• EXERCISE:
Could you restate, word for word, the line that has "of the bush." and all lines following it through the end of the entries below?

• DATA SUPPLIED:
■ ■ ■ ■ ■

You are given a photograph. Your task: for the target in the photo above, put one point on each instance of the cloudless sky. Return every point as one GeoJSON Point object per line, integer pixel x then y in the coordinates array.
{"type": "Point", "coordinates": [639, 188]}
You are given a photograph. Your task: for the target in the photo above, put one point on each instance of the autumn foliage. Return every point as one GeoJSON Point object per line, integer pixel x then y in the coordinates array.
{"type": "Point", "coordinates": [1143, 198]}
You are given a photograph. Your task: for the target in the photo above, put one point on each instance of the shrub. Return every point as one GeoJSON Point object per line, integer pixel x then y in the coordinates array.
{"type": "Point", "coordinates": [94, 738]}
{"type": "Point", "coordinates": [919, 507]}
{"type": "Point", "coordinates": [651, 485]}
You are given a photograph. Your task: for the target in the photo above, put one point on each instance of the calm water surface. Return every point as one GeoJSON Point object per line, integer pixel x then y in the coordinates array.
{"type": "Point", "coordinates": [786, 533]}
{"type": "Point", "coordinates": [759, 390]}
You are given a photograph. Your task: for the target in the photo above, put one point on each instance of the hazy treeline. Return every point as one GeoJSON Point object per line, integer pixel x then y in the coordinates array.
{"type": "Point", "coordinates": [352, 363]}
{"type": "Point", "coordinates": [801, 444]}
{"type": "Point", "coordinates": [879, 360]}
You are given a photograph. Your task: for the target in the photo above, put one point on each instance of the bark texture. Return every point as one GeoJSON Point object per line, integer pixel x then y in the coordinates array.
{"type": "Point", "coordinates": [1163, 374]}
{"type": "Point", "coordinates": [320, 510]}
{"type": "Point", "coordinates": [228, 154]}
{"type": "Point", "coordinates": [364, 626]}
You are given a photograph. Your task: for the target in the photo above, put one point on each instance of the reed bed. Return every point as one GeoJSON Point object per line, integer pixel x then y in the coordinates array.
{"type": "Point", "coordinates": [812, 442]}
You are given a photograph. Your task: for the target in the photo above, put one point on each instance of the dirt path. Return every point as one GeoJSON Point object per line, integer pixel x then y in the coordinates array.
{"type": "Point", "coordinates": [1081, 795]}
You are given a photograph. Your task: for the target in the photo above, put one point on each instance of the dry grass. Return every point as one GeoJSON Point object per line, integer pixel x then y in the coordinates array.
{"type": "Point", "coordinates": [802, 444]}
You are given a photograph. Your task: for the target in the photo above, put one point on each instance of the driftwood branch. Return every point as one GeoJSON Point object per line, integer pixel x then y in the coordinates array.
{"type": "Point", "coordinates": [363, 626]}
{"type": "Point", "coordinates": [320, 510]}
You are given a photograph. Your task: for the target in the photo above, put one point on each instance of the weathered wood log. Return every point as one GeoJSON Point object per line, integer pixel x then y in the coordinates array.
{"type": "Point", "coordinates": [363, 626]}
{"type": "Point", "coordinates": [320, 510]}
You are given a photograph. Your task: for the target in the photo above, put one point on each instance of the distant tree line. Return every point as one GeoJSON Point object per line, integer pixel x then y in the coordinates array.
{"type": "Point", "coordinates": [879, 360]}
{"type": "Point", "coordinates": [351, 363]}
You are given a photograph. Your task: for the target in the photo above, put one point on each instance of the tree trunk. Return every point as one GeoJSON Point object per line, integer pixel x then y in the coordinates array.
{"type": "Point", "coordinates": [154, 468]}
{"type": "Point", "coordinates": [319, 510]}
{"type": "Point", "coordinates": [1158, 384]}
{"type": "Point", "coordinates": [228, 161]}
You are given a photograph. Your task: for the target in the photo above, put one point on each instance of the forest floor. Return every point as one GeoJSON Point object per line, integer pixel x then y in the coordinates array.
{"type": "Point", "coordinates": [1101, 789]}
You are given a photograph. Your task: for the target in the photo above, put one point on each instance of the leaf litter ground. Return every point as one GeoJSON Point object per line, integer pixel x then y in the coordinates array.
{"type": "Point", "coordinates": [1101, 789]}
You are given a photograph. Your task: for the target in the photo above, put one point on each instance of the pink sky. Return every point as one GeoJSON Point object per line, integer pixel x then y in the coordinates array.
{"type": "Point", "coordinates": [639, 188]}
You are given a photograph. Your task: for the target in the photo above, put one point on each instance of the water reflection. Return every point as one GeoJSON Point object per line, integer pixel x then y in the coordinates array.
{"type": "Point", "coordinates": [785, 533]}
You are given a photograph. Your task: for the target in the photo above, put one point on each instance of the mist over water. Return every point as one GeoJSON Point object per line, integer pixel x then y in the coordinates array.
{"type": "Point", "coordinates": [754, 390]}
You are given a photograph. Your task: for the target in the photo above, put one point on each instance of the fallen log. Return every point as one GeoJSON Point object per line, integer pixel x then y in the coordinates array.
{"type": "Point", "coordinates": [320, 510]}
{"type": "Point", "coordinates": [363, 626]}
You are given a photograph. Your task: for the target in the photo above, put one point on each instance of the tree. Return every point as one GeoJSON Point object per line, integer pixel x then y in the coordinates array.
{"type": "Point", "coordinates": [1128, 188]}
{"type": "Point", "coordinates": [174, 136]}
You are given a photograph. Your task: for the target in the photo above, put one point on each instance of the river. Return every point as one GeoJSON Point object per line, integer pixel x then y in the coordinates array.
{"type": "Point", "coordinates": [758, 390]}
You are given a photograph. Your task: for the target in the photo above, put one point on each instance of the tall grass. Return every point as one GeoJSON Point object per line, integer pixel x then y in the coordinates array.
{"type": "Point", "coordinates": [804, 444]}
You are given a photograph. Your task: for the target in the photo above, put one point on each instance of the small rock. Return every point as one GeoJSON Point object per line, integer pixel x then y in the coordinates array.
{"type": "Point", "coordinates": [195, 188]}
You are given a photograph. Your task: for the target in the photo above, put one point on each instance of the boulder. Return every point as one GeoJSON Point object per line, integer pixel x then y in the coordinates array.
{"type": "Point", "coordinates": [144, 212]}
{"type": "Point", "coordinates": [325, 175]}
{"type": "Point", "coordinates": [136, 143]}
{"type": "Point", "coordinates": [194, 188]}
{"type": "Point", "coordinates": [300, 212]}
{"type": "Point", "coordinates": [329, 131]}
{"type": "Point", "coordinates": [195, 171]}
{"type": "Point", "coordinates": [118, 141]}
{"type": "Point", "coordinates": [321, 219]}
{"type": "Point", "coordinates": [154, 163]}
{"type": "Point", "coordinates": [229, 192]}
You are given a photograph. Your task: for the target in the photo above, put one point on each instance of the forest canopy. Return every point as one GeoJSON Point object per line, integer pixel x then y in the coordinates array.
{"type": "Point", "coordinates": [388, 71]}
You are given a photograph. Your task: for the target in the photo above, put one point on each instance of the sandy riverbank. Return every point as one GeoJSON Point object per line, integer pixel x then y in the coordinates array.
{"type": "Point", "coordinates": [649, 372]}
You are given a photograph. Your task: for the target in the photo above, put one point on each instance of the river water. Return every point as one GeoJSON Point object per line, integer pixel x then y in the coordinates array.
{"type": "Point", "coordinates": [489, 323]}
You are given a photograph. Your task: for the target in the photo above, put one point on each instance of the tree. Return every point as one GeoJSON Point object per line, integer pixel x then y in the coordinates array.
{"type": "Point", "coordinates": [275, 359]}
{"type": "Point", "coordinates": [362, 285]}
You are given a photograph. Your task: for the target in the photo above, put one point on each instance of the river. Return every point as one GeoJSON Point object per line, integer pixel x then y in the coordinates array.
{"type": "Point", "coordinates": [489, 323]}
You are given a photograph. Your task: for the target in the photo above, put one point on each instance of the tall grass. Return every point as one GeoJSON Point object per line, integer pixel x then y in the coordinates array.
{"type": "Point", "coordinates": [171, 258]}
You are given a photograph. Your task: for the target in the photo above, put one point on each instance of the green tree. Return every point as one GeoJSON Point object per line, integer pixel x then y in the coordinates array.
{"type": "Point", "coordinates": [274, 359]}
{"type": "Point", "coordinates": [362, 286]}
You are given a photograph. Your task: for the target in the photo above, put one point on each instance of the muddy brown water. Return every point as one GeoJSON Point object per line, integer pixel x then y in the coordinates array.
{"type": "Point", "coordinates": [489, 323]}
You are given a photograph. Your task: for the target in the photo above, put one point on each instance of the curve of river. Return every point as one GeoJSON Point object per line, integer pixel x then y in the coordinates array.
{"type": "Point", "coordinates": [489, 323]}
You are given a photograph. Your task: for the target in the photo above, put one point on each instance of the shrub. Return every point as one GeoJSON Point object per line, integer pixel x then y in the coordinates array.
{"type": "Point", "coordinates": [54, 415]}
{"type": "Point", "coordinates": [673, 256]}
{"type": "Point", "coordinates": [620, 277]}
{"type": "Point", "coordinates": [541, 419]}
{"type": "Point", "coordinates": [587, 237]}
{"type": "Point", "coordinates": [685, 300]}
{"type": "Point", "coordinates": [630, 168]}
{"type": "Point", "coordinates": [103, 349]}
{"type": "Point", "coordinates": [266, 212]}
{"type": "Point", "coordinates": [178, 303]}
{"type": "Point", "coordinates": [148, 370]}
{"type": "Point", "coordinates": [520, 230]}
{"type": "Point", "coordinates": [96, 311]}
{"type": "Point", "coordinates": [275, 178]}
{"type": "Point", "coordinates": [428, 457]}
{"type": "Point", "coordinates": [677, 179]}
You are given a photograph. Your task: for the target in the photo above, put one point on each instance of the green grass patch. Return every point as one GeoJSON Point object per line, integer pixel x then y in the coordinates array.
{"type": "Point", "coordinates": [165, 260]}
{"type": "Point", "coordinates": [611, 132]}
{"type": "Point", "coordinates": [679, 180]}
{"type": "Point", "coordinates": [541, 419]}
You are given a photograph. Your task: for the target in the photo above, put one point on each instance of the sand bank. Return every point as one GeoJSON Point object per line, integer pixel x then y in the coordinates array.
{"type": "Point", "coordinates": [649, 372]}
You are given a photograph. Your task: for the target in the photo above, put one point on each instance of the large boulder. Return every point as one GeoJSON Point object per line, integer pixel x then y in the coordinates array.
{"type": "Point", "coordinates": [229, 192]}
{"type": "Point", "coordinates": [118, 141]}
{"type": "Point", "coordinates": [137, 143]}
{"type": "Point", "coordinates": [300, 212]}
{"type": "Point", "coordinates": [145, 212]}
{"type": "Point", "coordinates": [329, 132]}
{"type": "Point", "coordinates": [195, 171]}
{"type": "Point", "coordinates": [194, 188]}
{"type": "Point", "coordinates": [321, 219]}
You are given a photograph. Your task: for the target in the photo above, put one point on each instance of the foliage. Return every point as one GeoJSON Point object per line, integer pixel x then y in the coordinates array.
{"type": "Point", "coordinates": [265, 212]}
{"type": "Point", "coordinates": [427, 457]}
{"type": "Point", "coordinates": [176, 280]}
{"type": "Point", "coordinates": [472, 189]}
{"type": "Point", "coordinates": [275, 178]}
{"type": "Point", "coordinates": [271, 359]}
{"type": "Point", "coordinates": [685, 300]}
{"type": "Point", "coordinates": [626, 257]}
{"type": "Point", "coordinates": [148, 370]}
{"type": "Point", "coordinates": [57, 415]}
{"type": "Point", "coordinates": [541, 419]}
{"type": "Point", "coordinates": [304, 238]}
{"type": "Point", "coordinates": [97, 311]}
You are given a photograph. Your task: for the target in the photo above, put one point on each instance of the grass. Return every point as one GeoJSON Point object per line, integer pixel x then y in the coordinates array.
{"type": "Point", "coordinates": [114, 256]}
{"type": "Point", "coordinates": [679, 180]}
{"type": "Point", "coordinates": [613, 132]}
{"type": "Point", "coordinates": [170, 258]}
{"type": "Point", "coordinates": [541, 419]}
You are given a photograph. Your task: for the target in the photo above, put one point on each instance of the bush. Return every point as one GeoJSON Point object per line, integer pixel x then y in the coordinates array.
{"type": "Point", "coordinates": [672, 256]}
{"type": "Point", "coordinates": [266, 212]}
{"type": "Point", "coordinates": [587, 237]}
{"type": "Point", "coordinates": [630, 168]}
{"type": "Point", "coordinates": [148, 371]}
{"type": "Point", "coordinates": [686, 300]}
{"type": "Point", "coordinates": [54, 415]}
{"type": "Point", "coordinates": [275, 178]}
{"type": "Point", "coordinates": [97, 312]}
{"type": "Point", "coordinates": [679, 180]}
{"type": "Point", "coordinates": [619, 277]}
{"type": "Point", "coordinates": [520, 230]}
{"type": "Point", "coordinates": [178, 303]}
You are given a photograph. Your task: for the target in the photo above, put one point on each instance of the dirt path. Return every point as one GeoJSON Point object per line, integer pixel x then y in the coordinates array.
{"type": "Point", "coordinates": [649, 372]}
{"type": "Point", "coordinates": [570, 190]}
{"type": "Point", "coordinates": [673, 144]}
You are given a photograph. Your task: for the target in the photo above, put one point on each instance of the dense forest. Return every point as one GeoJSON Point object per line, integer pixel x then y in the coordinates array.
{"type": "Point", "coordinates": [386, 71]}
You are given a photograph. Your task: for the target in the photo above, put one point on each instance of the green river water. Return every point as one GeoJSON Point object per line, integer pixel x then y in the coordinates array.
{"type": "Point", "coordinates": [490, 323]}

■ ■ ■ ■ ■

• TASK SOLUTION:
You are given a photograph. Your task: for the target in the photo above, put one point on each instance of the bush. Return every point as one GeoJSON Point object per line, integer pixel x then y in the coordinates array.
{"type": "Point", "coordinates": [672, 256]}
{"type": "Point", "coordinates": [266, 212]}
{"type": "Point", "coordinates": [587, 237]}
{"type": "Point", "coordinates": [630, 168]}
{"type": "Point", "coordinates": [148, 371]}
{"type": "Point", "coordinates": [686, 300]}
{"type": "Point", "coordinates": [54, 415]}
{"type": "Point", "coordinates": [275, 178]}
{"type": "Point", "coordinates": [97, 312]}
{"type": "Point", "coordinates": [679, 180]}
{"type": "Point", "coordinates": [619, 277]}
{"type": "Point", "coordinates": [520, 230]}
{"type": "Point", "coordinates": [178, 303]}
You are given a photograph. Your task: for the target in the photo above, put one point on each instance of the dirt path. Return every point as one GeoJSON Point object per line, integer pixel x then y in the coordinates array.
{"type": "Point", "coordinates": [649, 372]}
{"type": "Point", "coordinates": [570, 190]}
{"type": "Point", "coordinates": [673, 144]}
You are given a photograph. Your task: for the target in the photo above, put one point on each instance of the dense forest. Return every point as one GeoJSON Point object per line, integer pixel x then y in the coordinates array.
{"type": "Point", "coordinates": [386, 71]}
You are given a photograph. Your task: for the target in the photo above, put one point on each instance of the green river water. Return every point as one GeoJSON Point object per line, integer pixel x then y in the coordinates array.
{"type": "Point", "coordinates": [490, 323]}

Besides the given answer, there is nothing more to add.